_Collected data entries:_
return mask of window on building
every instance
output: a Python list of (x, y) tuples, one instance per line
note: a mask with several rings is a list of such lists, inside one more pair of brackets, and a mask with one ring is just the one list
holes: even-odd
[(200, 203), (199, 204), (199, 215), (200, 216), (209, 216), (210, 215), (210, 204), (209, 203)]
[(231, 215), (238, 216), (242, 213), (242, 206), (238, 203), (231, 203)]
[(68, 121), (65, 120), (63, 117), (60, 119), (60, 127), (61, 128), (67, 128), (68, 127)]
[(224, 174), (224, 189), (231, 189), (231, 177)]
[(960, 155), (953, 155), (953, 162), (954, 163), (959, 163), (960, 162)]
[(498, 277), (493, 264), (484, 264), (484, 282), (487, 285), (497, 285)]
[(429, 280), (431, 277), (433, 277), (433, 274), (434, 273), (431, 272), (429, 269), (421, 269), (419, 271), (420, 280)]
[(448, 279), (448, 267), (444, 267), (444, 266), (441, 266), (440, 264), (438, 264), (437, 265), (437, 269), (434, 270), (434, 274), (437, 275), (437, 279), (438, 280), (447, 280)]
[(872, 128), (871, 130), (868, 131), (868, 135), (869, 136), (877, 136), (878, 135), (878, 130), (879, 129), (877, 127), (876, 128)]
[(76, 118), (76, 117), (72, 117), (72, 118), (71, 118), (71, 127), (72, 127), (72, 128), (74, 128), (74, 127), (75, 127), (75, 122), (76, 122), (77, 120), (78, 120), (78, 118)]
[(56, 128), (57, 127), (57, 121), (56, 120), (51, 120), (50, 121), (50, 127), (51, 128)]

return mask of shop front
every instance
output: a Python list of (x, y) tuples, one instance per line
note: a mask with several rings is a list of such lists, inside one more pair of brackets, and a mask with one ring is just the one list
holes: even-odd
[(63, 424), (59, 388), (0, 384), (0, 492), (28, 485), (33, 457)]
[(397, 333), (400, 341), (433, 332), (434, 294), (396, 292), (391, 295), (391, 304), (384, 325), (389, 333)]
* * *
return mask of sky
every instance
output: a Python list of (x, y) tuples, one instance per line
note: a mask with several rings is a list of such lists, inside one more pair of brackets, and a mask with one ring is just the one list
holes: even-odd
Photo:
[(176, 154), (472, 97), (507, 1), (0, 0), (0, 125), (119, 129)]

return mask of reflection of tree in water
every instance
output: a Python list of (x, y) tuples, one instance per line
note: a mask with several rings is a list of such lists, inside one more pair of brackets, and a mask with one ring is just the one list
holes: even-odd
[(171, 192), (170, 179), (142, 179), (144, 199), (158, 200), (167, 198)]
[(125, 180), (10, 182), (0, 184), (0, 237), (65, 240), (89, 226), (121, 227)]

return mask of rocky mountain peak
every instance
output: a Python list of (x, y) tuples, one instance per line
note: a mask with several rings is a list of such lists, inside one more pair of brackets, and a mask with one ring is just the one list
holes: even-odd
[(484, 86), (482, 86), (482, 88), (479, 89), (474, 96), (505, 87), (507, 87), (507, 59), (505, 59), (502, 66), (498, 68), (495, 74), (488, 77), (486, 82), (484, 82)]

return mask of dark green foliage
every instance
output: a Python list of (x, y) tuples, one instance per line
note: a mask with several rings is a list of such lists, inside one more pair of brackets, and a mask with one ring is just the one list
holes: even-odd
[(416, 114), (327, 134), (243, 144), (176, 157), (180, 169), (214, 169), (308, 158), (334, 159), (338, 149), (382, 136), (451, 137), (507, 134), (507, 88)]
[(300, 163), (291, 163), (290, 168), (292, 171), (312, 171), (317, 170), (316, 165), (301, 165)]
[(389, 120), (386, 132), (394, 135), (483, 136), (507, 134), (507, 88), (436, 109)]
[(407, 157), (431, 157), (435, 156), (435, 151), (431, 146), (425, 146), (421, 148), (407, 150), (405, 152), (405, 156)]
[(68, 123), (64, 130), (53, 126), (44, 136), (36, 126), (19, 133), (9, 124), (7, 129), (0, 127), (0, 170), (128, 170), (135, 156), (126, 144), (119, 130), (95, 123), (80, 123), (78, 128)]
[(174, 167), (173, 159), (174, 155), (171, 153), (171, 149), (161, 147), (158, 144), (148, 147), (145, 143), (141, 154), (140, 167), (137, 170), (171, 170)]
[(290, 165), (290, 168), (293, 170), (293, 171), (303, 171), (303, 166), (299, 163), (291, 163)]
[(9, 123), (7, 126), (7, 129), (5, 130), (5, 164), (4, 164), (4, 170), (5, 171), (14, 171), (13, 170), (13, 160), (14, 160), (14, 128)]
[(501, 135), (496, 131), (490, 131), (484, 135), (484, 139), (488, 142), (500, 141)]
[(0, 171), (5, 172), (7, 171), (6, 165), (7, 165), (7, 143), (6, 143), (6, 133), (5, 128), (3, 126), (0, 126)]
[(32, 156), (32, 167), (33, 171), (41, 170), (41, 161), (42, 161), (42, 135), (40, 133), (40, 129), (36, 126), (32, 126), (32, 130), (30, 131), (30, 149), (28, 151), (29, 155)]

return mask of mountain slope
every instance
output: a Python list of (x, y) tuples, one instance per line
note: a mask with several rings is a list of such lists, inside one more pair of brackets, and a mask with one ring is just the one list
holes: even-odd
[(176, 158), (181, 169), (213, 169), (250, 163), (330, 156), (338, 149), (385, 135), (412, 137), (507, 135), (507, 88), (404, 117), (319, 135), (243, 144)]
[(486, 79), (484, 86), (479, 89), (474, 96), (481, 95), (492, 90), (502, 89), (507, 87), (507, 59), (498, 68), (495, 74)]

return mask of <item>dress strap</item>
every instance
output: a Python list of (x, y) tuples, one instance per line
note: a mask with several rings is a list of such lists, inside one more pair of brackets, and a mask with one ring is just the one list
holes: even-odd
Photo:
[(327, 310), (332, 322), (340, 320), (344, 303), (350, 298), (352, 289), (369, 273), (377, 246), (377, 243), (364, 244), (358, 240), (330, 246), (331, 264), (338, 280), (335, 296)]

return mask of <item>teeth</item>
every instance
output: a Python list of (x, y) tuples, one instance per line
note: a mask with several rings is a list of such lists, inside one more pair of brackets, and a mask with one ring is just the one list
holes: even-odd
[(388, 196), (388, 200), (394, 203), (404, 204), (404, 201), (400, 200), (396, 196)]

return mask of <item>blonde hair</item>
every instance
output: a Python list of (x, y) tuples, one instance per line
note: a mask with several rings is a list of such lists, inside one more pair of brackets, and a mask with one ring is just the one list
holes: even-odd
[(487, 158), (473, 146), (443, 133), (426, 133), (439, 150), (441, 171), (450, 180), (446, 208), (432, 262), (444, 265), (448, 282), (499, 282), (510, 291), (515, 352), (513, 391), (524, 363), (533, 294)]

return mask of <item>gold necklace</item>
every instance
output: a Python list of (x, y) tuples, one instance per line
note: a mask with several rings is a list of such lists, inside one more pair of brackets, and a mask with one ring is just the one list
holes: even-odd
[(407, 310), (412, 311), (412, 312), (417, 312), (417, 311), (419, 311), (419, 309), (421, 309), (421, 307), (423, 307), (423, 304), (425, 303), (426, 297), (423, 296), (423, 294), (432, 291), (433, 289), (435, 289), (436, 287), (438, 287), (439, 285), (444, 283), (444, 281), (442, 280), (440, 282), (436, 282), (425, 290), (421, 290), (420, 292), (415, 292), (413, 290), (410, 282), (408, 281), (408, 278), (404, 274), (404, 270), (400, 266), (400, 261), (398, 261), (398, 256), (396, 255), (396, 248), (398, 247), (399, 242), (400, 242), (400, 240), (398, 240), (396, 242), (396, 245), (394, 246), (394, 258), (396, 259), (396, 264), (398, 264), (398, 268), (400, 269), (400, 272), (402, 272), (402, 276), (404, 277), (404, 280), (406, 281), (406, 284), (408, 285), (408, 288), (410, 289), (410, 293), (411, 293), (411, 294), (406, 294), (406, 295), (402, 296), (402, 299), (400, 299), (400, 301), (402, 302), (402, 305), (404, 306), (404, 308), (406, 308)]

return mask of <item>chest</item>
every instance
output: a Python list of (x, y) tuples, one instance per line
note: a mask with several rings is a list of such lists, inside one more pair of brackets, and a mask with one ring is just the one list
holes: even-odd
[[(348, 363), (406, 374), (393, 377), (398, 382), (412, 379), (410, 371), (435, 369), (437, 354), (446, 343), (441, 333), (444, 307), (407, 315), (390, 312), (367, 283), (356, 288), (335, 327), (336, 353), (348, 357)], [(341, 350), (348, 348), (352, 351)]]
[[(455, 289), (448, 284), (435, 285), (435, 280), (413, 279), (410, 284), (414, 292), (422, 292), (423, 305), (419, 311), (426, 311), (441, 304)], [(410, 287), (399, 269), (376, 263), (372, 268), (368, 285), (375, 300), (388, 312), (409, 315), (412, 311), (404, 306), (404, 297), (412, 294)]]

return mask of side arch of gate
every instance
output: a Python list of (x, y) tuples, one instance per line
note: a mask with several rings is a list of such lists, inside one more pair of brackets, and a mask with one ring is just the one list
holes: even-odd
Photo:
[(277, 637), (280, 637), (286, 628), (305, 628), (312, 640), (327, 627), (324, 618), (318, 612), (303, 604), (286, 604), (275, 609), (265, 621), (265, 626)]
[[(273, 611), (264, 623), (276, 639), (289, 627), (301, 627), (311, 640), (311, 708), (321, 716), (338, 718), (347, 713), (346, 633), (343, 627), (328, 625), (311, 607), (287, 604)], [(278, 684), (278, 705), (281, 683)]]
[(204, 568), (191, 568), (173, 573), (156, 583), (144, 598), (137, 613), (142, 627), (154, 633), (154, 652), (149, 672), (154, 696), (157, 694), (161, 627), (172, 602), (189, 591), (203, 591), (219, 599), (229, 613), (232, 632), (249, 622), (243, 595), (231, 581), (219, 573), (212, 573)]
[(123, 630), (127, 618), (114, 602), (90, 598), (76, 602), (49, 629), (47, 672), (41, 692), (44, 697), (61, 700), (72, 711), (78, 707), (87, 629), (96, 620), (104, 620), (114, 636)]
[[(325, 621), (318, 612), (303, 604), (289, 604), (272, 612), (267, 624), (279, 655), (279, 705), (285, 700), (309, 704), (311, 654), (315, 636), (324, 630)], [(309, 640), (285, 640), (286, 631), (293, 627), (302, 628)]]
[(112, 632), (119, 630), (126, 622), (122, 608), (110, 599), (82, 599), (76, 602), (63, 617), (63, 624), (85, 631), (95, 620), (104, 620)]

_PROBLEM DESCRIPTION:_ For the word "mountain", say how many lines of the records above contain it. Reply with the number alone.

_EXERCISE RESPONSE:_ 2